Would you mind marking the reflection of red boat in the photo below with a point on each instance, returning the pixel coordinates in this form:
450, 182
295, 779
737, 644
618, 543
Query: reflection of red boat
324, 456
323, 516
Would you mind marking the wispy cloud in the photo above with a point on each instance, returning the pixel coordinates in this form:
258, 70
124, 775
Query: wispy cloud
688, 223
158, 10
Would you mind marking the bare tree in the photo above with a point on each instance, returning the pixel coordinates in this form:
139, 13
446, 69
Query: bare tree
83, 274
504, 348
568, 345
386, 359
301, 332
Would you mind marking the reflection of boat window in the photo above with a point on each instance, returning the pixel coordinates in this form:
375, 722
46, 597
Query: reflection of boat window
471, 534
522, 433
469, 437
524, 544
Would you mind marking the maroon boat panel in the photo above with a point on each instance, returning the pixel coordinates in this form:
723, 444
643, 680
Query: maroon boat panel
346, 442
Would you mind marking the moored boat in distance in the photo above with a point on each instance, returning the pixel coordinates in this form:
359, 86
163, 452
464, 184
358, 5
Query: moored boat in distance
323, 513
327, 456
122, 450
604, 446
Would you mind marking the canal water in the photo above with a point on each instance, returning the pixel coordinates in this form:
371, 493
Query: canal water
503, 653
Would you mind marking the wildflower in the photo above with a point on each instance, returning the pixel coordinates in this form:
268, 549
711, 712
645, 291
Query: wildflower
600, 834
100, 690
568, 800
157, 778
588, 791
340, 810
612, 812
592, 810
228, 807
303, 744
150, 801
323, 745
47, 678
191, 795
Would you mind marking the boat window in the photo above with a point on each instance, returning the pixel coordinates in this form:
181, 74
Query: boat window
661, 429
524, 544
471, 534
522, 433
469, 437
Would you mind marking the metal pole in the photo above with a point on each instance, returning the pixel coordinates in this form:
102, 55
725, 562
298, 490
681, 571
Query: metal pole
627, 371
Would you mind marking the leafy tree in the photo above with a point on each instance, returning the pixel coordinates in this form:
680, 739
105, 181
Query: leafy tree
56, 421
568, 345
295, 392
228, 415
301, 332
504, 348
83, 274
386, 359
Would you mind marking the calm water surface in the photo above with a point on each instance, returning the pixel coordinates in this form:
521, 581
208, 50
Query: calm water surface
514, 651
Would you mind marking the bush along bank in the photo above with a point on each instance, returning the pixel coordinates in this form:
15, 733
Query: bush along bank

AUFTRAG
Gib die Daten oben vollständig wieder und ersetze darin jedes „Query“ durch „Label“. Alles andere bleibt unverändert.

LÖSUNG
Would you mind marking the reflection of red boat in the photo below with a point on each instance, returning the pixel coordinates in this form:
450, 182
295, 779
737, 644
618, 543
Label: reflection of red boat
324, 456
323, 516
Would you mind marking the wispy cloud in the photo above with a point on each instance, returning the pixel coordinates in this form:
258, 70
124, 775
Label: wispy cloud
688, 223
158, 10
Would you mind marking the bare tree in the photo above with a point on each instance, returning the pixel coordinates in this form:
139, 13
446, 69
Label: bare tree
83, 274
504, 348
568, 345
386, 359
301, 332
Would you mind marking the reflection of boat window in the photo above with a point on each instance, returning the pixel coordinates in this form:
375, 722
46, 597
Label: reflection of boat window
471, 534
522, 433
469, 437
524, 544
Would you mind marking the maroon boat panel in the photo above with a point on each instance, returning the pixel coordinates in this form:
723, 444
643, 680
Label: maroon boat panel
346, 442
Would you mind marking the moored boat in distance in the photo above with a point on each instance, returning the pixel coordinates in this form:
359, 86
163, 452
464, 184
358, 5
Label: moored boat in distance
323, 513
327, 456
122, 450
604, 446
Would you mind marking the canal water in the photo above with a point on each instance, returning the pixel coordinates in this form:
371, 493
Label: canal water
503, 653
Would you mind marking the wildflower in the photo above with a point on each instance, returning the pixel coordinates in this form:
268, 549
711, 712
645, 291
Label: wildflower
600, 834
100, 690
568, 800
157, 778
588, 791
340, 810
612, 812
592, 810
228, 807
303, 744
150, 801
323, 745
47, 678
191, 795
Would you mind marking the boat window in the photo above with a point on each instance, returning the pixel coordinates in this form:
181, 74
Label: boat window
661, 429
524, 544
471, 534
522, 433
469, 437
Would you mind marking the metal pole in the photo above with a point on each instance, returning the pixel coordinates in this form:
102, 55
725, 562
298, 490
681, 571
Label: metal pole
627, 371
Would you mind marking the leafy tree in the photo above with a point on each instance, returning the pixel coordinates in this form:
680, 739
105, 181
Label: leafy tree
56, 421
568, 345
295, 392
228, 415
301, 332
504, 348
83, 274
386, 359
Would you mind marking the calm water surface in the photo above with a point on each instance, returning the pixel coordinates in this form:
521, 581
208, 50
Label: calm water surface
514, 651
Would you mind marking the bush along bank in the photo above with a point on each instance, returning the pixel coordinates in this form:
15, 733
Label: bush along bank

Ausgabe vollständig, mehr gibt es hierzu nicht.